### [Record set]
- Opening Delimiter -

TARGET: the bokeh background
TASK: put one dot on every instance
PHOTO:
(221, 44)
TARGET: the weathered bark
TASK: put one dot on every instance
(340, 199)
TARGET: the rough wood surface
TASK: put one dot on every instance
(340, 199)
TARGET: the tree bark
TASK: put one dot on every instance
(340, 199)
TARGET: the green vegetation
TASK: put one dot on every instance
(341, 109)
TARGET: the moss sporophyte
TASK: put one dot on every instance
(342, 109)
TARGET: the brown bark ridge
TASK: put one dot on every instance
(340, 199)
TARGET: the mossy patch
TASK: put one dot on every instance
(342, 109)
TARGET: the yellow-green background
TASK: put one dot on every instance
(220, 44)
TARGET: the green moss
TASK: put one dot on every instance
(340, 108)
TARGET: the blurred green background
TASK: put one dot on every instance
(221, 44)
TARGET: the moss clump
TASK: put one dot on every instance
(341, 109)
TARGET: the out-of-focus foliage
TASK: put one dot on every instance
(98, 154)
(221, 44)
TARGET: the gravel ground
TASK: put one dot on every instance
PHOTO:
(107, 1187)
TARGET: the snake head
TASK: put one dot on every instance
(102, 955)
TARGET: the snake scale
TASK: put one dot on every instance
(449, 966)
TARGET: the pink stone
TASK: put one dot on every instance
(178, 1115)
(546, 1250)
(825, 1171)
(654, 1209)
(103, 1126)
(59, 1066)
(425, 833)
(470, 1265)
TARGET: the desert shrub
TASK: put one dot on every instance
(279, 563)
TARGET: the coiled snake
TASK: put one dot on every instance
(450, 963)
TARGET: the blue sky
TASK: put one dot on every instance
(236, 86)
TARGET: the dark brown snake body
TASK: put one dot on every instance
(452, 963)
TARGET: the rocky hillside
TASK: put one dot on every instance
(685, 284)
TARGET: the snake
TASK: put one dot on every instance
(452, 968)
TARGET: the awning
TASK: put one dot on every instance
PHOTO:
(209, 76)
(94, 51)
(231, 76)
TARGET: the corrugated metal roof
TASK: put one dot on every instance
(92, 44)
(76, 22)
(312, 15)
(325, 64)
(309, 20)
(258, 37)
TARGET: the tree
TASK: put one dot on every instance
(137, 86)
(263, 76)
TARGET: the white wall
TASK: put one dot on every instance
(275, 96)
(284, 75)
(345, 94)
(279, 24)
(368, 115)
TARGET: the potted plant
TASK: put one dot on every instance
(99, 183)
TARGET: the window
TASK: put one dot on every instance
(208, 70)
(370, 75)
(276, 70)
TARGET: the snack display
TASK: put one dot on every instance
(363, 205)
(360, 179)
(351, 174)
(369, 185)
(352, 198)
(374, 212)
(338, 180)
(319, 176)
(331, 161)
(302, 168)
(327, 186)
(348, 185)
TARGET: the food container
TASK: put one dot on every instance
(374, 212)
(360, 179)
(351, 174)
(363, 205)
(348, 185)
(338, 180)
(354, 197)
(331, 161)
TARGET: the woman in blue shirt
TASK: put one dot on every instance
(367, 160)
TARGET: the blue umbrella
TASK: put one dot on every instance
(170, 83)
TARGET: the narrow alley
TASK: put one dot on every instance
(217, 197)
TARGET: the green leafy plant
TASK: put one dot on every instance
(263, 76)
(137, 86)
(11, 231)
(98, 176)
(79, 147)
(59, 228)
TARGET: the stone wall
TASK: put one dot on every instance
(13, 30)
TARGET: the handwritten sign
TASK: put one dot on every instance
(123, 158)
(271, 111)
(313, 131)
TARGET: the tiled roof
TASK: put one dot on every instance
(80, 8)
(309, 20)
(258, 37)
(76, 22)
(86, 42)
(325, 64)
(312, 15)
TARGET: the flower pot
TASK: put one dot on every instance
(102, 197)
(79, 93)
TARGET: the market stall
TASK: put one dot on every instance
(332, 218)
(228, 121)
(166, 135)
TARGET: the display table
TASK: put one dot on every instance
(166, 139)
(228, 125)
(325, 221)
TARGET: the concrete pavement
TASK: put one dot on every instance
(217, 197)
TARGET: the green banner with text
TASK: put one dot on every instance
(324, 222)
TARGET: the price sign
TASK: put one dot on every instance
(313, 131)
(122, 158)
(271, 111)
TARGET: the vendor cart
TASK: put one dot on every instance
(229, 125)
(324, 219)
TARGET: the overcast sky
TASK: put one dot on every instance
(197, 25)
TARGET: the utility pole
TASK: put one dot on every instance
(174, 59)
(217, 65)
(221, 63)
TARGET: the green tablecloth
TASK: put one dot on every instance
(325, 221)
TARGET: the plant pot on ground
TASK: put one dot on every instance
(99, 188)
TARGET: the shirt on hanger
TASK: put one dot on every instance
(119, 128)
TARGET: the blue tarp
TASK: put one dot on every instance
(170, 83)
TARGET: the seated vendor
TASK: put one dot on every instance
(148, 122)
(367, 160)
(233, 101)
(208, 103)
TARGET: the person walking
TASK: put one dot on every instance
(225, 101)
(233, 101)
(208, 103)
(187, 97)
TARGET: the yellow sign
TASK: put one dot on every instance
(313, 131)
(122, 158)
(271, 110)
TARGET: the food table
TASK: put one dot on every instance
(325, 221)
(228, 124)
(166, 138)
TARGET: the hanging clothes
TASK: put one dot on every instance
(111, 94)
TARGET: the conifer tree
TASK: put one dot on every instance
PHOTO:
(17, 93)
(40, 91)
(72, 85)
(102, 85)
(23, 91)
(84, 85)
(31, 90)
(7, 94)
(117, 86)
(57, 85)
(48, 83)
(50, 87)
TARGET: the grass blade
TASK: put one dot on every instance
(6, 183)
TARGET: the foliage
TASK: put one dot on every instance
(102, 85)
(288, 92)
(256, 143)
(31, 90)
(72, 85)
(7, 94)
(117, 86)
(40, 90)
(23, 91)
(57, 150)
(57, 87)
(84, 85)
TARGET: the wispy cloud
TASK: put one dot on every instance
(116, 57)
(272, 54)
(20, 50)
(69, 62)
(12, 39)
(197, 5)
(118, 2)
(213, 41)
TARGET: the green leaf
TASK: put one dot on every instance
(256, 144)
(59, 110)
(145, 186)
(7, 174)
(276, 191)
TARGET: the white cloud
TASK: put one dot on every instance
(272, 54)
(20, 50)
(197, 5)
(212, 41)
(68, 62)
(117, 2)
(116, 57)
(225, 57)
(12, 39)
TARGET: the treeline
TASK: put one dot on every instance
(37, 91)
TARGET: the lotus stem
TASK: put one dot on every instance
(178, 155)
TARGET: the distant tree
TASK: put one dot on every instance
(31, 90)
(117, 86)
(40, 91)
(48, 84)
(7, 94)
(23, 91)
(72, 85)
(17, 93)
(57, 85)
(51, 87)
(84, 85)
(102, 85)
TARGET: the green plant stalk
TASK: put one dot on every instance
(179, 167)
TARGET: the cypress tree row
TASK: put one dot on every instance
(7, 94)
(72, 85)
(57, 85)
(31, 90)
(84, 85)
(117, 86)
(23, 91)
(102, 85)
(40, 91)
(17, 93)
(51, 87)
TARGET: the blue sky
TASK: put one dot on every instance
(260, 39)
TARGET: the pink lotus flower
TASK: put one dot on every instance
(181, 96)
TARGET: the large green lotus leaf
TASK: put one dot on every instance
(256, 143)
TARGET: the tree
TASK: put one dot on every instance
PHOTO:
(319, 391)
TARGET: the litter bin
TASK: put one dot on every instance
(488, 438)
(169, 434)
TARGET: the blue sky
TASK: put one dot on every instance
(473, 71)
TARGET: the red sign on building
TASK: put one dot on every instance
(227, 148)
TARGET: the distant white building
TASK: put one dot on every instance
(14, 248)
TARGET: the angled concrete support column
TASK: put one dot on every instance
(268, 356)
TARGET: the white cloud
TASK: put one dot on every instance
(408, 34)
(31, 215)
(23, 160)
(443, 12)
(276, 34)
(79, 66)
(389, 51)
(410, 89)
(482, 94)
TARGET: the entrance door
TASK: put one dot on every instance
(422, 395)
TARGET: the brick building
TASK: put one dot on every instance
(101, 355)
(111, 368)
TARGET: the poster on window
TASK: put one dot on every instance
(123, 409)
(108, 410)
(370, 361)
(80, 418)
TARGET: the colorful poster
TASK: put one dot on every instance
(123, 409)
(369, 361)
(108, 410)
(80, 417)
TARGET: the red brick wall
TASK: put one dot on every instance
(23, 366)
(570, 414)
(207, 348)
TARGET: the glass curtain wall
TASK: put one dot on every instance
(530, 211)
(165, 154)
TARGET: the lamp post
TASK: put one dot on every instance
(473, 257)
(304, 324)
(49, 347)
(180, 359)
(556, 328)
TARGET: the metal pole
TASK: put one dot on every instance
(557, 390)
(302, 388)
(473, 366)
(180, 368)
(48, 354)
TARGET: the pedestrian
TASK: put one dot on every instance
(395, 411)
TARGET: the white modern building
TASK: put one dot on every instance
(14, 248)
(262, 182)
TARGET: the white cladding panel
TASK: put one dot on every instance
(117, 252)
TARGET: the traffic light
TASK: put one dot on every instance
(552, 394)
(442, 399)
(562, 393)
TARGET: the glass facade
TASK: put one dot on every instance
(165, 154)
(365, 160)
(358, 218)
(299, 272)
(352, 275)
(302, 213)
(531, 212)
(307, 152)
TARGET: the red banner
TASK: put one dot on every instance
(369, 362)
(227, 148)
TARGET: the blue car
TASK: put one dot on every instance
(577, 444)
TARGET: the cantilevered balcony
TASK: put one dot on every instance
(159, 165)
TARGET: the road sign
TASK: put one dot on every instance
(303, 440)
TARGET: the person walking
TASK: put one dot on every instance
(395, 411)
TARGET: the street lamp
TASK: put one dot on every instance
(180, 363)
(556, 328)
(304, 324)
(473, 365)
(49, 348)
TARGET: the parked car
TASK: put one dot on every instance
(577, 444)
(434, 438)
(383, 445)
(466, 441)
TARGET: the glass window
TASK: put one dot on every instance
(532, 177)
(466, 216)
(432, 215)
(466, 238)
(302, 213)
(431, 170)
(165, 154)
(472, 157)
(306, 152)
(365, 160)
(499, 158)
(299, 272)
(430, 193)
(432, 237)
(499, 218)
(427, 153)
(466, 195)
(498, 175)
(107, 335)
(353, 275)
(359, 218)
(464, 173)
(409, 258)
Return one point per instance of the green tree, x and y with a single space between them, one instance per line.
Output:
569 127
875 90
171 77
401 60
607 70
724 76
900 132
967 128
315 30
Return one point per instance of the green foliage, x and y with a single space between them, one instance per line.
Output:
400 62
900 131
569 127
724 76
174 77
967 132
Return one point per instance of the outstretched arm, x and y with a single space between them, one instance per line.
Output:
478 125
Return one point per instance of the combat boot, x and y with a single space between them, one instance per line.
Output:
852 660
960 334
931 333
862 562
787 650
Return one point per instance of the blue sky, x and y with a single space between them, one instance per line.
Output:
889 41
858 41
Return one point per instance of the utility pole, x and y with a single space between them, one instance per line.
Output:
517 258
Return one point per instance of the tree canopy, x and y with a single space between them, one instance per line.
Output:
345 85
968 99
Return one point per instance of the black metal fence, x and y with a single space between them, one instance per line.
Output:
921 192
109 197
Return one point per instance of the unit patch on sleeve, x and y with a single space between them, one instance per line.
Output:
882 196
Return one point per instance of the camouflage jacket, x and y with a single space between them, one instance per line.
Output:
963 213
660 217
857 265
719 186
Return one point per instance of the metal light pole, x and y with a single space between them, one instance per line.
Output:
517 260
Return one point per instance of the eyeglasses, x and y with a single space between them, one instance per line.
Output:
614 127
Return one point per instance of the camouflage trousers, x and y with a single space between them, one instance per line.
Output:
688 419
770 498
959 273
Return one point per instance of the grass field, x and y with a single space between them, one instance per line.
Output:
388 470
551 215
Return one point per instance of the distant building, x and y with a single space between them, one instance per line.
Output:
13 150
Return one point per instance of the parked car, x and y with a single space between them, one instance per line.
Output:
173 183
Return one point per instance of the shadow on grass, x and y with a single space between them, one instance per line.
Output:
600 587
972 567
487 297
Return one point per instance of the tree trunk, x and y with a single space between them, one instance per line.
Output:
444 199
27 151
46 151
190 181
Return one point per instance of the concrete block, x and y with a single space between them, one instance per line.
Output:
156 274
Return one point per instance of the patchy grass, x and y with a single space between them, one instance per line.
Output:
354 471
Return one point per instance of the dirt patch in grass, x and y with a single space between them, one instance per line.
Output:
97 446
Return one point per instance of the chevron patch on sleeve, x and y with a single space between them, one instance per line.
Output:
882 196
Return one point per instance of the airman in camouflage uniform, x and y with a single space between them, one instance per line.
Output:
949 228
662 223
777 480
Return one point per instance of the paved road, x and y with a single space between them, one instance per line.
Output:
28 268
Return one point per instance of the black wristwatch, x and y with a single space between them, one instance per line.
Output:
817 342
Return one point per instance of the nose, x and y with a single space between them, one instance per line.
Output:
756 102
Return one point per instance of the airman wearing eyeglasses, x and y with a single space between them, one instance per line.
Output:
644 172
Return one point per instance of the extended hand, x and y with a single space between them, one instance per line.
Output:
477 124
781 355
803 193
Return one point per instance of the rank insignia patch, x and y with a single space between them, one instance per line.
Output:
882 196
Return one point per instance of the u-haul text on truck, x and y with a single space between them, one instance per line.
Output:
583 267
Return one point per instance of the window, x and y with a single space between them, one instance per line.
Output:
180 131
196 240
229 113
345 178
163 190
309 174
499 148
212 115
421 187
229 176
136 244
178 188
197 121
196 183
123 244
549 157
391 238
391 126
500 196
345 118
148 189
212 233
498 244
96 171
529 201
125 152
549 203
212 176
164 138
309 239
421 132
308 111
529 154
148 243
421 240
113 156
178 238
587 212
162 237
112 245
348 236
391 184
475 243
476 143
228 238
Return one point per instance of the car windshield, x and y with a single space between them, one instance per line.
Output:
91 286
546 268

- Closing Delimiter -

### [The task]
Pull every line containing "eyeglasses" from the entries above and copy it.

### [Response]
Return one point per instance of the eyeglasses, x and y with a single space between them, one instance per line.
Return one point per instance of the airman wearing eyeglasses, x and y with a single space between them, one instance per line.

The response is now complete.